> _EXERCISE_:
Copy the line with "[pin] blue and" and all lines following it through the last line of the entries, exactly as written.

> _GIVEN ENTRIES_:
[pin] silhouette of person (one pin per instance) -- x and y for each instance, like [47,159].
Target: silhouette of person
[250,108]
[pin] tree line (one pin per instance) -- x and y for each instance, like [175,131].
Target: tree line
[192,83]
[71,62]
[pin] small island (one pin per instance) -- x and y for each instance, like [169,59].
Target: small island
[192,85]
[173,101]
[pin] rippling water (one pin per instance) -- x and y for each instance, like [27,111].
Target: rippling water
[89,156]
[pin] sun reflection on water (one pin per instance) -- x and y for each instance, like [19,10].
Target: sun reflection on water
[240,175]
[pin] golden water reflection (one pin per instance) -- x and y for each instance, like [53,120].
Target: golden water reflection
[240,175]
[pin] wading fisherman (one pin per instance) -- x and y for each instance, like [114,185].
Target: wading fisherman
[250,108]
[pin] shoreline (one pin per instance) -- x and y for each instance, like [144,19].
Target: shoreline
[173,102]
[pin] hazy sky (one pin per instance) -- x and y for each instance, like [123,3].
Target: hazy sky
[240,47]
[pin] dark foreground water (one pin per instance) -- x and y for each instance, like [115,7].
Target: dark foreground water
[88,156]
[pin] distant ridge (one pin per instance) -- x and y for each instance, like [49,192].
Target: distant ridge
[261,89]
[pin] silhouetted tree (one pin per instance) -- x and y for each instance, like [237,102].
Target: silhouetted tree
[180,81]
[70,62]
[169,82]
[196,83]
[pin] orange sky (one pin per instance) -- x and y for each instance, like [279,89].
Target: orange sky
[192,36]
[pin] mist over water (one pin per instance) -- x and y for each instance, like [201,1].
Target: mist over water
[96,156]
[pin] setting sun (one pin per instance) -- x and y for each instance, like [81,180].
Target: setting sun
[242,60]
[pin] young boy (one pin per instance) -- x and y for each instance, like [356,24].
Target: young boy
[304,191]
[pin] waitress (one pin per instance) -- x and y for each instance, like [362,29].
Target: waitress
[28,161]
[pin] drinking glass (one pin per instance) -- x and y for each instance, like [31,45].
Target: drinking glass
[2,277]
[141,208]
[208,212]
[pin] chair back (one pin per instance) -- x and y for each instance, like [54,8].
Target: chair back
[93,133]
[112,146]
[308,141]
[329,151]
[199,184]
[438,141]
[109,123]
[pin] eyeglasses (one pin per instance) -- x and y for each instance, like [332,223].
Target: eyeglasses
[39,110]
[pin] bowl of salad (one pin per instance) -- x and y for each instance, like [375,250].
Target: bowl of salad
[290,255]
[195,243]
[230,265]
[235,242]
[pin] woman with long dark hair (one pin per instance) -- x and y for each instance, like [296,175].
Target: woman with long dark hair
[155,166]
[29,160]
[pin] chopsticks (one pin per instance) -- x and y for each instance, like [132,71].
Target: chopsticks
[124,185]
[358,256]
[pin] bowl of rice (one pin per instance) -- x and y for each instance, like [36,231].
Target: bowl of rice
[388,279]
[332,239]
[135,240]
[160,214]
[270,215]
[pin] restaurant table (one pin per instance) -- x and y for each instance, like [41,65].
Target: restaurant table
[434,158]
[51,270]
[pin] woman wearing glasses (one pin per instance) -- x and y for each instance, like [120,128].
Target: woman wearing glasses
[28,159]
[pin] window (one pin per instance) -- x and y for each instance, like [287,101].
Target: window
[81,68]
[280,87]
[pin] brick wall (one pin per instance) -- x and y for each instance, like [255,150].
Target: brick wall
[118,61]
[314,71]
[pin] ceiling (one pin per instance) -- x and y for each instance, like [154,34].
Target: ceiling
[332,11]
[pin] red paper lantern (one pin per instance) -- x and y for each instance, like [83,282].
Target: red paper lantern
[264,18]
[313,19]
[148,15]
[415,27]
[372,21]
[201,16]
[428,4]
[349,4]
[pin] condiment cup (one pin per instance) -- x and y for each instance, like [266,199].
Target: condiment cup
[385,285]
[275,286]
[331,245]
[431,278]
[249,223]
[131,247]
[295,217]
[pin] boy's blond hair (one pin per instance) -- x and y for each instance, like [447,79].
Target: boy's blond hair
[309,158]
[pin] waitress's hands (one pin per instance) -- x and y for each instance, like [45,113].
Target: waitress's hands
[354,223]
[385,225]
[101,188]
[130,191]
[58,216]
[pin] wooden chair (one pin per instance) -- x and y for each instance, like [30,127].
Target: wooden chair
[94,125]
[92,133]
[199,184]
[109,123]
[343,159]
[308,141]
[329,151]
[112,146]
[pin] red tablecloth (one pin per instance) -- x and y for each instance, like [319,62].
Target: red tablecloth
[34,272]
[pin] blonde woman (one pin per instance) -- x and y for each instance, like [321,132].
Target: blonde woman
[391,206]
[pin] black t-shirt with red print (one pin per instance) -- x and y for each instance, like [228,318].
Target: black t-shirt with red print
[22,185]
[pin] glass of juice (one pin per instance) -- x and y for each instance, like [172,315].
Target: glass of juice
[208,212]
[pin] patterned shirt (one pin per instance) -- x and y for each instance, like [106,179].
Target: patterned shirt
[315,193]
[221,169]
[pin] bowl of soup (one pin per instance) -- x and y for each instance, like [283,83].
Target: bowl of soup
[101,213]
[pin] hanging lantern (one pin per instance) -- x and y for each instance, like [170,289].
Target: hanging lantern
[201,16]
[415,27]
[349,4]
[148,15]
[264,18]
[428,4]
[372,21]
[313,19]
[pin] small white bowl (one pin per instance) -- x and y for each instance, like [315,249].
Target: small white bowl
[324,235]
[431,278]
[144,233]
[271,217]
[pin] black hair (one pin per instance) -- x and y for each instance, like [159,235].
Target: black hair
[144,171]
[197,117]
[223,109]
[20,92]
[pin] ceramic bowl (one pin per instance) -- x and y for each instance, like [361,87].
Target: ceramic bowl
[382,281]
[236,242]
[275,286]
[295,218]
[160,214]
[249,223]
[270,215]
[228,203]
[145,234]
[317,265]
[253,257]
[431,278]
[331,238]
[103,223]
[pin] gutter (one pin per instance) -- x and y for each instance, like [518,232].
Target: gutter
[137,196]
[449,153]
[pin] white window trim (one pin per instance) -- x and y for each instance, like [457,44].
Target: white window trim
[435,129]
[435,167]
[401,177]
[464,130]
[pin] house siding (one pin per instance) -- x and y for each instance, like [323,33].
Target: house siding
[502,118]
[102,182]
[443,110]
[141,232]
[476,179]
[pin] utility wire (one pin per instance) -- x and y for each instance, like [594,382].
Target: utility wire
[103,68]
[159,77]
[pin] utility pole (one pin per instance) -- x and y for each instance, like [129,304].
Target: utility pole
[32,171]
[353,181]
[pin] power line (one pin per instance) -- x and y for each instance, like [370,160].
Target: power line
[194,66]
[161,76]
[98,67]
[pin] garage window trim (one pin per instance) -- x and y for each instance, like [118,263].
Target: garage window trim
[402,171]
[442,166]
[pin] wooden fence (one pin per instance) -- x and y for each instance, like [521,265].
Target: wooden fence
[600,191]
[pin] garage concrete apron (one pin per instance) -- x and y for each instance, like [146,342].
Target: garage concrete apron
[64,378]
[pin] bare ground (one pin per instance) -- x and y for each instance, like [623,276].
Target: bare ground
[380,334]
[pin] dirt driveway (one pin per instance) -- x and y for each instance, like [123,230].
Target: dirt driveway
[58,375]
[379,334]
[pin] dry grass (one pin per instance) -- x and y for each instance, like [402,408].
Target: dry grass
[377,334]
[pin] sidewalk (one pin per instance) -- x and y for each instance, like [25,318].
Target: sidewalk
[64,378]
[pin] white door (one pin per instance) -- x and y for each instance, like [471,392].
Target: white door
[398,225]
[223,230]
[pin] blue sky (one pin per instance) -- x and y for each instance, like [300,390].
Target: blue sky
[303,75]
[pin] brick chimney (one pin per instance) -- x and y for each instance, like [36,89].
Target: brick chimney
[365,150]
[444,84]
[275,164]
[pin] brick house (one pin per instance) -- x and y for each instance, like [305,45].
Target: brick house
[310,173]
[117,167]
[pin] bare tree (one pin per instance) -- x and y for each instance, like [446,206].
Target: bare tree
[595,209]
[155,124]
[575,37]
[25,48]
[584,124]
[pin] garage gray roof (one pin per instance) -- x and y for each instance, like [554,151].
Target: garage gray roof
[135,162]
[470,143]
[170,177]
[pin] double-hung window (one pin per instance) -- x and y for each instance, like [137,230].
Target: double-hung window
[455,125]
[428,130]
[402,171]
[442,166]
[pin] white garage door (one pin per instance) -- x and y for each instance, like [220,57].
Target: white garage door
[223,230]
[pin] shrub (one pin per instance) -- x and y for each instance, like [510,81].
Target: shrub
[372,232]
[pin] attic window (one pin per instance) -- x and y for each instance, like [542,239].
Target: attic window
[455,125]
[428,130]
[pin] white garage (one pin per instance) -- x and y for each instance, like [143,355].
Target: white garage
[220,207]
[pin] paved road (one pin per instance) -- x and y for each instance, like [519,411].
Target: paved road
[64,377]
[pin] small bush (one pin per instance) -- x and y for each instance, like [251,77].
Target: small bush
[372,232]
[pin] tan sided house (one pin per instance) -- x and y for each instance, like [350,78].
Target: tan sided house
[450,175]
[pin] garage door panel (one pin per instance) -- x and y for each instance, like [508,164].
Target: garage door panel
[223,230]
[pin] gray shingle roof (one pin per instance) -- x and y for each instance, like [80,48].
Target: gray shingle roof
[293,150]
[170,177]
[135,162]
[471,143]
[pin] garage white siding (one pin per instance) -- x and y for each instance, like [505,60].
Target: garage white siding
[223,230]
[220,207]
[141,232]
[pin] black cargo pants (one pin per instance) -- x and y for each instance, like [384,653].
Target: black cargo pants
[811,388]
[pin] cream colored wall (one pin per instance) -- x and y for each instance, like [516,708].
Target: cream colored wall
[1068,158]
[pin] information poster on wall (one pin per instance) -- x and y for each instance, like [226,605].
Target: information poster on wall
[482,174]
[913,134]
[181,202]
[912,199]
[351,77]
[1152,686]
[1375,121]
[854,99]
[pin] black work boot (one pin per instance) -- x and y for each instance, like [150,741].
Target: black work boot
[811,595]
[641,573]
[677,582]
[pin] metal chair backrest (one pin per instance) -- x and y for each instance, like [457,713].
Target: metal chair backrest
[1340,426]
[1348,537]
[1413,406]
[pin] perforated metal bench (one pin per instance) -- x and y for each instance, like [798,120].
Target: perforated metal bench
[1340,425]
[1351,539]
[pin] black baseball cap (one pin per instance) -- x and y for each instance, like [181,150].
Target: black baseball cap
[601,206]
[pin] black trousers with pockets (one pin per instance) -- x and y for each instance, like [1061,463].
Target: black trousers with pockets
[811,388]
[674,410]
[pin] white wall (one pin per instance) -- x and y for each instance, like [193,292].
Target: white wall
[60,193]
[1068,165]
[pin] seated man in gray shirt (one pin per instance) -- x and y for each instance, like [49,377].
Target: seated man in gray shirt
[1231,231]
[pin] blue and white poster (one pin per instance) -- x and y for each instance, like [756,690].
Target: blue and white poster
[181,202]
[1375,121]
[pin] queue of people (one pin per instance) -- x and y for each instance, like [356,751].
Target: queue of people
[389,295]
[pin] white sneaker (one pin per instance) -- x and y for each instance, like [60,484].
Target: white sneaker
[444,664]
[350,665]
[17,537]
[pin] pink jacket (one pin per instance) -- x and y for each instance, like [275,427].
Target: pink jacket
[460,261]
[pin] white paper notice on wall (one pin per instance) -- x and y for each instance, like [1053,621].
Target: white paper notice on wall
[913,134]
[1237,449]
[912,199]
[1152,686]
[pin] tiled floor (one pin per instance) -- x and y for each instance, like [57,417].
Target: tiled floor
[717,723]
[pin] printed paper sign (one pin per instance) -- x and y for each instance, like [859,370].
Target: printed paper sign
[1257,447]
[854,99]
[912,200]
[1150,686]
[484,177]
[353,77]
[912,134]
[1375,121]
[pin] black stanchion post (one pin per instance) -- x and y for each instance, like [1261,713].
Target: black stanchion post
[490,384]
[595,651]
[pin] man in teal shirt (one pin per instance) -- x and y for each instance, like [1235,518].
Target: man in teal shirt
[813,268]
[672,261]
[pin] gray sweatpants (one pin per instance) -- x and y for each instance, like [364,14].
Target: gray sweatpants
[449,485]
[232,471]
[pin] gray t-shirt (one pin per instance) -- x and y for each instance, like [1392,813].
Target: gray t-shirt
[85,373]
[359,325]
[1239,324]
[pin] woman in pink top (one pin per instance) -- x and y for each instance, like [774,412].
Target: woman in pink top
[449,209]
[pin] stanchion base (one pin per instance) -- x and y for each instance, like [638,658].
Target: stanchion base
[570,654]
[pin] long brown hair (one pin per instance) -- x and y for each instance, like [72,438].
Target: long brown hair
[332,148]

> _OUTPUT OF THE EXERCISE_:
[pin] blue and white poster (one pin per instance) -- x and y for each instance, like [756,690].
Target: blue and white poster
[181,202]
[1375,121]
[pin] queue of people (one pin per instance) -- x and y for each instance, like [356,751].
Target: queue of people
[389,295]
[pin] white sneaker (one pin per instance) -- x and y for each instance, like [60,484].
Target: white sneaker
[444,664]
[350,665]
[17,537]
[pin] pink jacket (one pin per instance) -- x and y for each instance, like [275,427].
Target: pink jacket
[460,261]
[pin] white paper notice on wall (one pin per instance) -- x and y for each instance, like [1053,621].
Target: white paper notice on wall
[913,134]
[1237,449]
[912,199]
[1152,686]
[pin] tiled floor (one pin per instance) -- x and y for each instance, like [57,417].
Target: tiled floor
[717,723]
[pin] printed paper sign (one pin per instance) -- x and y for each instance, like [859,370].
Target: printed paper sign
[1257,447]
[854,99]
[912,200]
[1150,686]
[484,177]
[353,77]
[912,134]
[1375,121]
[pin] black stanchion post (one pin per instance) -- x and y for each instance, like [1261,713].
Target: black stanchion post
[490,384]
[595,651]
[pin] man in teal shirt (one pin per instance) -- x and y for each instance, like [1235,518].
Target: man in teal shirt
[813,268]
[672,261]
[pin] gray sweatpants (one pin per instance) -- x and y for each instance, like [364,14].
Target: gray sweatpants
[449,485]
[232,471]
[pin] gray t-shirt (one pin per instance) -- x and y for each instance, like [1392,813].
Target: gray t-shirt
[85,373]
[359,325]
[1239,324]
[pin] woman in pink top (one pin per instance) -- x and y for each instance, like [774,412].
Target: woman in pink top
[449,209]
[pin] stanchion base (one pin per instance) -- x and y for each instance, like [638,658].
Target: stanchion base
[570,654]
[pin] long brown hair (one pin per instance) -- x and y for each instance, like [72,438].
Target: long brown hair
[332,148]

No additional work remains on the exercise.